WRITTEN PROBLEM
Reproduce the records word for word from the line containing "the building wall" to the line containing "70 281 571 427", including both of those lines. Leave out any pictures.

RECORD EXCERPTS

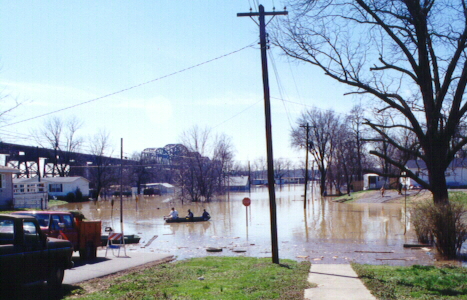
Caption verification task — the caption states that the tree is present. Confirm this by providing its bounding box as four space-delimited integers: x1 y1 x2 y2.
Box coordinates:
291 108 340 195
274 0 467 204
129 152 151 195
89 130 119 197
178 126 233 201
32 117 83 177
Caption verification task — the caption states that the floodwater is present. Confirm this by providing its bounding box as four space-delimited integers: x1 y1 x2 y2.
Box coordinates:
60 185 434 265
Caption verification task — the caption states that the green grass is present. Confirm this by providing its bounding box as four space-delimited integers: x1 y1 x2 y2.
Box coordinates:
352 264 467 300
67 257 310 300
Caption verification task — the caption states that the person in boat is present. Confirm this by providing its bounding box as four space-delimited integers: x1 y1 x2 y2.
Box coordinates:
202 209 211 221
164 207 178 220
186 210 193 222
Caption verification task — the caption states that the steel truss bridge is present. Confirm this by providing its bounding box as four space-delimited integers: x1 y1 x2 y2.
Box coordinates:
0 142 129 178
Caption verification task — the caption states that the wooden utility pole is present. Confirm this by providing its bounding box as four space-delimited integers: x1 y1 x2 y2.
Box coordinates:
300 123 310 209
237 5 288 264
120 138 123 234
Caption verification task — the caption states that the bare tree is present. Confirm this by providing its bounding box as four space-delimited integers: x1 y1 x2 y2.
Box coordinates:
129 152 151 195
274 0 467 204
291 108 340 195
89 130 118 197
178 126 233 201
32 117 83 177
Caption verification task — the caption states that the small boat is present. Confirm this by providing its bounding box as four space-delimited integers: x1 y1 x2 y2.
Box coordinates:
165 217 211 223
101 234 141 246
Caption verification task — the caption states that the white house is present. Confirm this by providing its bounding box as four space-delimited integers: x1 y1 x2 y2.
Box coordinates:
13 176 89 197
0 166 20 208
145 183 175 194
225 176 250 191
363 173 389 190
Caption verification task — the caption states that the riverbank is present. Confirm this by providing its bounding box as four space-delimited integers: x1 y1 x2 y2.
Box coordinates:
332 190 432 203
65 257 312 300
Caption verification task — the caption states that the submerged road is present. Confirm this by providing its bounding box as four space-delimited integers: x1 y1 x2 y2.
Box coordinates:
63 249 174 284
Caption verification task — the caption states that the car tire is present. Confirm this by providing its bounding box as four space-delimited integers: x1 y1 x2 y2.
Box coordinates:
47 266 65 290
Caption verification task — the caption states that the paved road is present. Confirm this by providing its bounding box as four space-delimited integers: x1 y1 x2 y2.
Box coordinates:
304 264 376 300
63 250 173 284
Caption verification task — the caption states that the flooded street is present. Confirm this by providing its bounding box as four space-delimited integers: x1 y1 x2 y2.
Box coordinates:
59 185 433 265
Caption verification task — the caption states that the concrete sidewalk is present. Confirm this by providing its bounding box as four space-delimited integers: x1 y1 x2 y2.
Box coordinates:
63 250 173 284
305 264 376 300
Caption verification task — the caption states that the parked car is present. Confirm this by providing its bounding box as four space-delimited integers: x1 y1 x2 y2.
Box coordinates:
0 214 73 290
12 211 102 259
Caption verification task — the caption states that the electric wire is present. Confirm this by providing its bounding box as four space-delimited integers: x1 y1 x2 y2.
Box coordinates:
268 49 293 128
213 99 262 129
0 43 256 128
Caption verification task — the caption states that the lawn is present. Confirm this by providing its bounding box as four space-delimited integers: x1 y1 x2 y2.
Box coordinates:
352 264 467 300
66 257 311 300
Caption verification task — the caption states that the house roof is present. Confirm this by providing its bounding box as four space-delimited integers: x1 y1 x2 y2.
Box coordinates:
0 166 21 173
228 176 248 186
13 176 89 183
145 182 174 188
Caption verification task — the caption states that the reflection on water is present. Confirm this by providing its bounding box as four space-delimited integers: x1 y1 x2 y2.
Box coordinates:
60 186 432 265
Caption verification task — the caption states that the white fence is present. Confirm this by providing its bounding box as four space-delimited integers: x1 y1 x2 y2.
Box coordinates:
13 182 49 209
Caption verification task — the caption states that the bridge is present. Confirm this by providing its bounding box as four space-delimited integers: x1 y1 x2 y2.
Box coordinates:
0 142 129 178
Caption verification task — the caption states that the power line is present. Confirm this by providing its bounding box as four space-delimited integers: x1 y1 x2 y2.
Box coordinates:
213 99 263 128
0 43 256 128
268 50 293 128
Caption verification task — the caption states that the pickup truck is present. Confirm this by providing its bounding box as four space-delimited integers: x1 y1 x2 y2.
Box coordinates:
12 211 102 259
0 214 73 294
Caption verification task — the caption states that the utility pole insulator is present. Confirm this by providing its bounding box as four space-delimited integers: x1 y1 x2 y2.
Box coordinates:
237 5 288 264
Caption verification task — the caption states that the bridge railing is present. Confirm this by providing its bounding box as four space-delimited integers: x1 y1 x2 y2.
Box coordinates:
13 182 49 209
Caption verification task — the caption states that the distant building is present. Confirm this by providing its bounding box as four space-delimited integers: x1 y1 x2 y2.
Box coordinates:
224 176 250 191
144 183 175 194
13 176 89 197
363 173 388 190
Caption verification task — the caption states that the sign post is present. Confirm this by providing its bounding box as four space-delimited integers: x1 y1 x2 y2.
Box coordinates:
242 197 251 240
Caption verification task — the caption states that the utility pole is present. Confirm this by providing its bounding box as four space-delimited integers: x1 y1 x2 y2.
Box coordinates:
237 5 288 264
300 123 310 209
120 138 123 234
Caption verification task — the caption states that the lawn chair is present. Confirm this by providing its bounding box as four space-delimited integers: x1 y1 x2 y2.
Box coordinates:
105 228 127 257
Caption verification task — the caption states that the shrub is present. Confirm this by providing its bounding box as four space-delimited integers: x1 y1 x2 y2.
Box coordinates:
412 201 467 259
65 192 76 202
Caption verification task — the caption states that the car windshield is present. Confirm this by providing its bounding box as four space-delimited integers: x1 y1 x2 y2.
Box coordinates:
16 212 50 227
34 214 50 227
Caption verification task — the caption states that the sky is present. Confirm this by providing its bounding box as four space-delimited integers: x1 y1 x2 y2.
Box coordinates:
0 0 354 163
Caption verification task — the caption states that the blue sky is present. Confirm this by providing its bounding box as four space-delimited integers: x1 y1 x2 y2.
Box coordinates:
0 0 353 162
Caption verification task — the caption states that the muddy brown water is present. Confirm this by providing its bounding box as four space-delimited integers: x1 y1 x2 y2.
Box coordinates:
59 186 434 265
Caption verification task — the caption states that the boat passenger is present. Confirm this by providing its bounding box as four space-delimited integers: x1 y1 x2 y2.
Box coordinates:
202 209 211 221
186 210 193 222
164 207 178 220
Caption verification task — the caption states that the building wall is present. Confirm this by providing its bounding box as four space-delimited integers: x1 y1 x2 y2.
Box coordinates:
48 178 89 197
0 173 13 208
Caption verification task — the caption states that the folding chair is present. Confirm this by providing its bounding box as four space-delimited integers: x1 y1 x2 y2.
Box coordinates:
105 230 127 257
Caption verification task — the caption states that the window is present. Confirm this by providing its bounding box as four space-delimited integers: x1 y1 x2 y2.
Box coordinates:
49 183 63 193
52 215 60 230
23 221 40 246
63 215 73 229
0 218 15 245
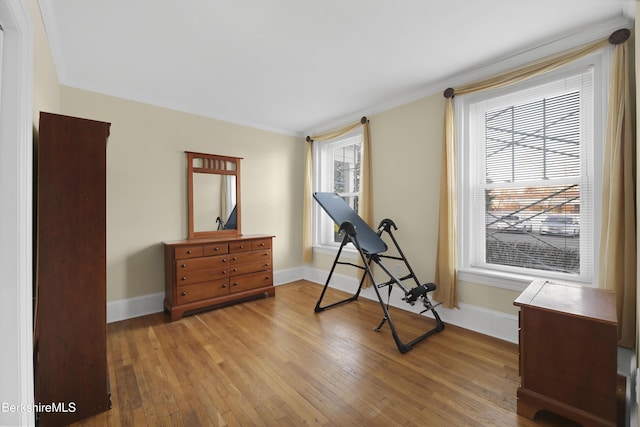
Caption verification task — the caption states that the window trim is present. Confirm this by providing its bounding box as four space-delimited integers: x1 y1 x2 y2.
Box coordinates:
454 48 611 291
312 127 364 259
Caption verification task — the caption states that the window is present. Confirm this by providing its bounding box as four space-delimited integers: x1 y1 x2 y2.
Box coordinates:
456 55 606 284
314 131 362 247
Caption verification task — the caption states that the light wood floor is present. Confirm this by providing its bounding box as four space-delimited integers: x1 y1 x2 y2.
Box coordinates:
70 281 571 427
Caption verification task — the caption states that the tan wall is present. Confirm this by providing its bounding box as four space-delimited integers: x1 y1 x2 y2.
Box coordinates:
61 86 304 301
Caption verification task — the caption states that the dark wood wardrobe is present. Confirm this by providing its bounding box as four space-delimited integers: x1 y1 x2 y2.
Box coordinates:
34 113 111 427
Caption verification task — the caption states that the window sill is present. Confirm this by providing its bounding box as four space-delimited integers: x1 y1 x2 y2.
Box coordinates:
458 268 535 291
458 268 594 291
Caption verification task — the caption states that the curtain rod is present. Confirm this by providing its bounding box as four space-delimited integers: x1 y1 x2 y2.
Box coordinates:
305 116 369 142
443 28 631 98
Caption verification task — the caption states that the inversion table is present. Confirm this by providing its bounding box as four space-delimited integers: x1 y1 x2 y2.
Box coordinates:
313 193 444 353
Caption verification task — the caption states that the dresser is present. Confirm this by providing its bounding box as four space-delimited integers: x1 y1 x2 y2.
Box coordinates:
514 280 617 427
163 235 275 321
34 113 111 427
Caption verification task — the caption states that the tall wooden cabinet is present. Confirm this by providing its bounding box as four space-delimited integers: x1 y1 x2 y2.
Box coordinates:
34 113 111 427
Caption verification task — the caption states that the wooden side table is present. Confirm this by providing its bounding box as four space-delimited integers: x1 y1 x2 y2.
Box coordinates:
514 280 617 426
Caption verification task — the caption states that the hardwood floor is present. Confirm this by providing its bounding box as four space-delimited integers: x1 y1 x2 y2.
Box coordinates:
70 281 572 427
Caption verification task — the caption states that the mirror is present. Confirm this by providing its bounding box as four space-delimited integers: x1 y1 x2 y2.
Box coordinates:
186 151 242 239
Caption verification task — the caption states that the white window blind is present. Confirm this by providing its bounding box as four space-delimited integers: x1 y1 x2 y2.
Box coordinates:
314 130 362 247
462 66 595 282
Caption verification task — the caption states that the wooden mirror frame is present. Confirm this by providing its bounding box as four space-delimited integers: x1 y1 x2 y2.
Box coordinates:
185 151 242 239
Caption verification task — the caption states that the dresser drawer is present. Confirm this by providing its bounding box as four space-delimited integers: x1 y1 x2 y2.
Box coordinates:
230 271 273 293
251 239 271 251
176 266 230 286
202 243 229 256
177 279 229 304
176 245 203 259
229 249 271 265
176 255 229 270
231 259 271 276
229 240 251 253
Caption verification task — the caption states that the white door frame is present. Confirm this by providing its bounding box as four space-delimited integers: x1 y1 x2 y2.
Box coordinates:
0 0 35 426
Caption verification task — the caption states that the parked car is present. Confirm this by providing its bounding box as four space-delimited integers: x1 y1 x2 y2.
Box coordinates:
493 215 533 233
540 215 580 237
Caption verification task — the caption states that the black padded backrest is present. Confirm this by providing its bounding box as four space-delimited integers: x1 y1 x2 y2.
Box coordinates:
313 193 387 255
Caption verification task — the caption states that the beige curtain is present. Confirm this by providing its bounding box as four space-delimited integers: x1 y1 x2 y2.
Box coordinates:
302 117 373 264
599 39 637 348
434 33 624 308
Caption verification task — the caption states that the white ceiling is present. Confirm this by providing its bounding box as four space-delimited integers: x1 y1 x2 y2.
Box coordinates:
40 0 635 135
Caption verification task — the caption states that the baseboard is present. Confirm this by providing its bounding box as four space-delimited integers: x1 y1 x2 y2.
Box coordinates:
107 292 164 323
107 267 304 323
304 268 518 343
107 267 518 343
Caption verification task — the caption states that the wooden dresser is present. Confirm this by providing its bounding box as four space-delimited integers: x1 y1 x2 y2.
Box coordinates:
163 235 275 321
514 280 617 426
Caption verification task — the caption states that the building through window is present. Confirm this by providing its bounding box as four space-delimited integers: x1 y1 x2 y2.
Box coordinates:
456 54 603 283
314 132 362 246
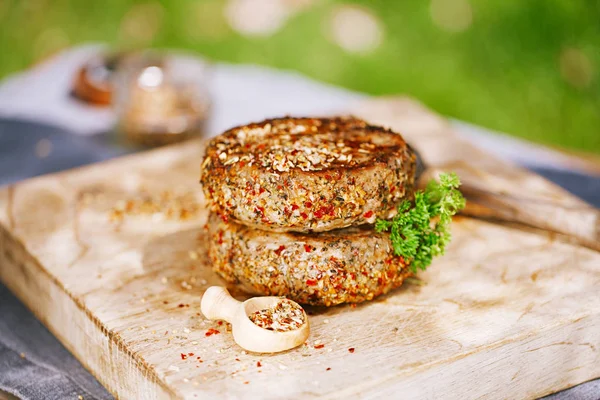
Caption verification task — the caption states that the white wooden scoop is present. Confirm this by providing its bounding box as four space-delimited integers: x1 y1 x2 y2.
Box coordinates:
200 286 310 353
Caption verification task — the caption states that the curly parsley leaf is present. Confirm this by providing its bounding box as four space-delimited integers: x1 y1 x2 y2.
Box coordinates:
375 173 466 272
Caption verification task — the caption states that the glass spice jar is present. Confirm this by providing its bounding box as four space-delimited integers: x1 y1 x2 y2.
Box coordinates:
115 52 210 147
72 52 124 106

ANSWER FOR THIS EXERCISE
Caption verification task — the caption states that the building wall is present. Confirm this by providing its bounding box as four space-delimited integers: x1 y1 x2 y2.
Box coordinates:
48 178 89 197
0 173 13 208
Caption verification task — the caption states that the folding chair is present. Confirm this by providing its bounding box as four space-delimited integers: x1 y1 x2 y2.
Box coordinates:
105 230 127 257
Caption verification task — the caption states that the window is present. Confirm this by providing its bounding box as four space-delimited integers: x1 y1 x2 y2.
Box coordinates:
49 183 63 193
52 215 60 230
23 221 40 246
63 215 73 229
0 218 15 245
Caption verification task — the caption states that the window trim is present. Confirm this by providing its bounding box as four space-delimited integers: x1 y1 x2 y2.
Box coordinates:
454 48 611 291
312 127 364 259
Caption verification task — the caption states that the window is present. Confirm this by providing its bounding box as four space-delimited integers: x1 y1 x2 y2.
Box coordinates:
456 55 606 284
314 131 362 247
Caption verification task — the caption states that the light wood floor is present. Confirm this by providing its bounding box as four space-delimited integers: x1 y1 x2 y2.
Box coordinates:
70 281 571 427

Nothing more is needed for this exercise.